Work to be completed: List every line in the listing below that contains the word "dress", copying each one in full.

Excerpted records:
-*-

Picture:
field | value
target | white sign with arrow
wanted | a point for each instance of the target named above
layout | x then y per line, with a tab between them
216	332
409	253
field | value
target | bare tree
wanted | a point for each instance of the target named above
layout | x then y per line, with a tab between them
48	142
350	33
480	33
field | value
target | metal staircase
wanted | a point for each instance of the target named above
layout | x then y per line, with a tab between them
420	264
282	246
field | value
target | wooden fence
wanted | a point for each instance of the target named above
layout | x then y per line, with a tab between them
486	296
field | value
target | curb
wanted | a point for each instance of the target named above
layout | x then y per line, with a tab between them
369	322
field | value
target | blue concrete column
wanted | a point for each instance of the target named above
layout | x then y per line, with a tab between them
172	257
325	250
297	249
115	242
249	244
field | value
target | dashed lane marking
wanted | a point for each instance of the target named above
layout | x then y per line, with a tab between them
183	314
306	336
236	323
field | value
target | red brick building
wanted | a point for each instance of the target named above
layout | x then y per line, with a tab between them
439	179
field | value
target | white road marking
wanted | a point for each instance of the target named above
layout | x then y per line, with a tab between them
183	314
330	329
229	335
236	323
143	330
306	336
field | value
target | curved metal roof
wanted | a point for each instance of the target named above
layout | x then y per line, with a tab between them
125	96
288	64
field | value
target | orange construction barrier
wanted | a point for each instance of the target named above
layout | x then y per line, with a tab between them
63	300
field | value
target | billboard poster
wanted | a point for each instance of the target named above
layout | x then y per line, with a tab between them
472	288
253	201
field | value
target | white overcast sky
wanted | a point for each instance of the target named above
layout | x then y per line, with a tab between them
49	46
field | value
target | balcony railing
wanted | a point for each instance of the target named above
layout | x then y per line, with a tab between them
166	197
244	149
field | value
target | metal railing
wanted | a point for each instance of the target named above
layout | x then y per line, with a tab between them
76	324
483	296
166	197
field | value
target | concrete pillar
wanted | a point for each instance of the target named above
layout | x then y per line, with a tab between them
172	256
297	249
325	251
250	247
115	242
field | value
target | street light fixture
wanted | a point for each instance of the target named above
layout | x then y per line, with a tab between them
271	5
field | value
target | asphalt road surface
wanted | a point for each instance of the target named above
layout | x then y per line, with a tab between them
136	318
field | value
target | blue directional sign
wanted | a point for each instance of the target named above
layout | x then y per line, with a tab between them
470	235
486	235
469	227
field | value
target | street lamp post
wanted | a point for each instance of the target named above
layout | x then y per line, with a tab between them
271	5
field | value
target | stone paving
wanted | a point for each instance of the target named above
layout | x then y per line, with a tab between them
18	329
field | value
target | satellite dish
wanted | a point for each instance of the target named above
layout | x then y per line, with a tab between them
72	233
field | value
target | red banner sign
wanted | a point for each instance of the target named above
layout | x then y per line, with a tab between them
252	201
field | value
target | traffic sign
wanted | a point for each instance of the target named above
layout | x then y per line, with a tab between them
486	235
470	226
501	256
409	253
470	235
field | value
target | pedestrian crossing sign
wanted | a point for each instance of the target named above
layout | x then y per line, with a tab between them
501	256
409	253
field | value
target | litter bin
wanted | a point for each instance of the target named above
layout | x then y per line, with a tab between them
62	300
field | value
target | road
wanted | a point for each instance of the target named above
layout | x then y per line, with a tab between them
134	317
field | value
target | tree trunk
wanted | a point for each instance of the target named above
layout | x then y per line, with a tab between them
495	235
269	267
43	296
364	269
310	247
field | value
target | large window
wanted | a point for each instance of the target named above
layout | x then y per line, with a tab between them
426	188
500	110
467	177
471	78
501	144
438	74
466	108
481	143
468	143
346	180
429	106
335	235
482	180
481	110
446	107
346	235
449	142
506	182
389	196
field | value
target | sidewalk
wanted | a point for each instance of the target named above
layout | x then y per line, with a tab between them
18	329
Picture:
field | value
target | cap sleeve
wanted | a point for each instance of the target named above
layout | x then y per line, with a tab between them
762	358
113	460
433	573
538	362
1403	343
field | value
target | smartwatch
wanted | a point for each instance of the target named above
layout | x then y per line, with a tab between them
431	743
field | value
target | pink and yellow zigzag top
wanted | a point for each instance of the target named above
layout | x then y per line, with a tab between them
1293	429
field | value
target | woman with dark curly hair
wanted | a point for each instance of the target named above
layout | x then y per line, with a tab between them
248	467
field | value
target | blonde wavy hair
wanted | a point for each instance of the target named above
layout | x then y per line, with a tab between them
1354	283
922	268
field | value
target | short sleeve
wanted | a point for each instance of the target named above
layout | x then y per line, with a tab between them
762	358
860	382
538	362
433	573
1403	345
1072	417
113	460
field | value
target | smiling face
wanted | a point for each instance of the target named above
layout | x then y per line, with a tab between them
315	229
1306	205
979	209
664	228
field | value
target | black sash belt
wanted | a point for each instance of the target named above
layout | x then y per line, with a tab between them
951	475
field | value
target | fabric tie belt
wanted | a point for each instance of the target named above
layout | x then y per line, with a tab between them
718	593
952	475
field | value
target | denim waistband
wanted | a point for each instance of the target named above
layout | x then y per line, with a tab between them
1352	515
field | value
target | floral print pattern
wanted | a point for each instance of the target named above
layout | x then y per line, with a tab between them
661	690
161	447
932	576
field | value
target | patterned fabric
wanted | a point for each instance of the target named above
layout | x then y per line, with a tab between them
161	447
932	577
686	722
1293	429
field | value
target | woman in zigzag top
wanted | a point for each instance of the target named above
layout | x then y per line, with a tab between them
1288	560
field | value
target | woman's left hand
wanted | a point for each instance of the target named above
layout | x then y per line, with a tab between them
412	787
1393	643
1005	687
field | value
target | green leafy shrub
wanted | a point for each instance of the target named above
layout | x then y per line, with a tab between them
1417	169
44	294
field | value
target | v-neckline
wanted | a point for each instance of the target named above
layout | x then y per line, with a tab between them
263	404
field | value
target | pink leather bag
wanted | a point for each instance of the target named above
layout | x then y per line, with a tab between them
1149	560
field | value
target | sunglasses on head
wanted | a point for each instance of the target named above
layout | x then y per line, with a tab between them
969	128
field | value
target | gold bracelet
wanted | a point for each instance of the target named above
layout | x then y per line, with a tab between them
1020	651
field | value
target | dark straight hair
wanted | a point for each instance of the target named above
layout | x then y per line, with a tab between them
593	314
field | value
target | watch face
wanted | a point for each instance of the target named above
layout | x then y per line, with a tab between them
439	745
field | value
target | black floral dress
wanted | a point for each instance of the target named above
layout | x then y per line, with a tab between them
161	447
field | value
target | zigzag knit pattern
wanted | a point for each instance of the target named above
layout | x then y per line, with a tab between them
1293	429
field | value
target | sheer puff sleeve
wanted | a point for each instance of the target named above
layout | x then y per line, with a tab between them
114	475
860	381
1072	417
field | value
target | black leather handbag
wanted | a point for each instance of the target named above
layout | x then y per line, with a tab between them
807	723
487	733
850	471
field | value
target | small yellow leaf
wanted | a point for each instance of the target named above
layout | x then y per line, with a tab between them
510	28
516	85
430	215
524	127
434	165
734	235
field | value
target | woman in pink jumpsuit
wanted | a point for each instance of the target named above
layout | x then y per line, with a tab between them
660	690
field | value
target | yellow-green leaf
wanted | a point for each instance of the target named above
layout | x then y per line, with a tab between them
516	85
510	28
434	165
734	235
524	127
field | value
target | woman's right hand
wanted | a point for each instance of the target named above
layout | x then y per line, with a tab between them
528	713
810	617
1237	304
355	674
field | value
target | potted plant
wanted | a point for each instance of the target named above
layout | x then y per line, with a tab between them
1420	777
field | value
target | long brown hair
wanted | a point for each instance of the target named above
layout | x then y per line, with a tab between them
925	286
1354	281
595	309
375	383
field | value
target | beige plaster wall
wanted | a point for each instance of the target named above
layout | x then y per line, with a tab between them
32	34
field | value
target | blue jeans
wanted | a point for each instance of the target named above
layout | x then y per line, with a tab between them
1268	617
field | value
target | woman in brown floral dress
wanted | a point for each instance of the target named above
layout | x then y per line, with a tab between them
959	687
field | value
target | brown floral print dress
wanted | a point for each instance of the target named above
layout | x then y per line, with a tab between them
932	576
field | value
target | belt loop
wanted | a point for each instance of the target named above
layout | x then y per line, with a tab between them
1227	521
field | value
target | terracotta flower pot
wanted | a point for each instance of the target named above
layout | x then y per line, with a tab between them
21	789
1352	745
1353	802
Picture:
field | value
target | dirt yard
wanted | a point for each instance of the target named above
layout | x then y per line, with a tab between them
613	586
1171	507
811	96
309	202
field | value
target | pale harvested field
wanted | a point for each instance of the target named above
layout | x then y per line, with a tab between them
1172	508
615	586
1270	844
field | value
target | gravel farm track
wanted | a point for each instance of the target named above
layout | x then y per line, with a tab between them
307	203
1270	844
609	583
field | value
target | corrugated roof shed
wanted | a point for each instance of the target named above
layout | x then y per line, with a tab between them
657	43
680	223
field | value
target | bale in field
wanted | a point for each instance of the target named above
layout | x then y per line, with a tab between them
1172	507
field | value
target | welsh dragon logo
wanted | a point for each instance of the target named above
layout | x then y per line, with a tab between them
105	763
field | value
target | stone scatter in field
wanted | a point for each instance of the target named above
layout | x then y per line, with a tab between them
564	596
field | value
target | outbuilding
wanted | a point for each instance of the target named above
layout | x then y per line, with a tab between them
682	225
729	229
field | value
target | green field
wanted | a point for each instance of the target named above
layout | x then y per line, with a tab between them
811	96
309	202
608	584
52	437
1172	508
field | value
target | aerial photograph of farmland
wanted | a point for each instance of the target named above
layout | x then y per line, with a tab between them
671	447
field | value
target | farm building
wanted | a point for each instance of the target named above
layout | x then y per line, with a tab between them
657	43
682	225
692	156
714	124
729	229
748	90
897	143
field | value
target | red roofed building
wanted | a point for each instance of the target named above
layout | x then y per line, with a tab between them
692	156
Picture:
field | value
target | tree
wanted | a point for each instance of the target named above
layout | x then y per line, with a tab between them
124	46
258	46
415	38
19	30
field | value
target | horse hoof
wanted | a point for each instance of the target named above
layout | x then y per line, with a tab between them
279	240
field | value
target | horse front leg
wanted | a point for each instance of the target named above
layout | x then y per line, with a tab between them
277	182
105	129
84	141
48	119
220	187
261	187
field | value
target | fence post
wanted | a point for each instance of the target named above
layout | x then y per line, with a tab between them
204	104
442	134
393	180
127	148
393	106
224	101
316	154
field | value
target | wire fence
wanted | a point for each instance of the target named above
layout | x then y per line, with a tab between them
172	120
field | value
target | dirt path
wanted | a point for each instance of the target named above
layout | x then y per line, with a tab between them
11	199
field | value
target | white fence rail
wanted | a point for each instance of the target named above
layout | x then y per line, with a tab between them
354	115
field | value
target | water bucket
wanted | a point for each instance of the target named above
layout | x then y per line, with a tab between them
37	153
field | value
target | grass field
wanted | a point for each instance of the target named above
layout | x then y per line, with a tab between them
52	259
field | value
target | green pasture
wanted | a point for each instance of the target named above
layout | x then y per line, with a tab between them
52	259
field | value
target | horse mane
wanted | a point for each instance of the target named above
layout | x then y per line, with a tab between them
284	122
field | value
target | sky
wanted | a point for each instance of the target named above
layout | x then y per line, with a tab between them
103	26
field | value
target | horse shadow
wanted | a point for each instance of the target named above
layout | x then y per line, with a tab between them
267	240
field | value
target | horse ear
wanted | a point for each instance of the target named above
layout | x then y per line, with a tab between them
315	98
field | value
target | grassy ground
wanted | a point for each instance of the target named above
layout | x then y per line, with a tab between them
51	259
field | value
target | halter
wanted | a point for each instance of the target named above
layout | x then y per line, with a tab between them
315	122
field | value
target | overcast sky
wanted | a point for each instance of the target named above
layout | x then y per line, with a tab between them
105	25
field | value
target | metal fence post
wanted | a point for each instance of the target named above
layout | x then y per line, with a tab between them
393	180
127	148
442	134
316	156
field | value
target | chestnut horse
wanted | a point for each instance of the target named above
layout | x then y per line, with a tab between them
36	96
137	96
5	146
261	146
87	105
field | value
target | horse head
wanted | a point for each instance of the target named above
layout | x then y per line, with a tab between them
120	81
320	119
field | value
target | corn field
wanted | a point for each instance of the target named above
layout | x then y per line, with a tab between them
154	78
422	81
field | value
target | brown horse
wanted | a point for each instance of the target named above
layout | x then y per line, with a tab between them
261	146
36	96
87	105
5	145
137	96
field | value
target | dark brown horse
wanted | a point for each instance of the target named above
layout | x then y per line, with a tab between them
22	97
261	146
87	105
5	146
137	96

-*-

Response to this task:
target | black floral dress
target | woman in brown floral dress
target | brown floral print dress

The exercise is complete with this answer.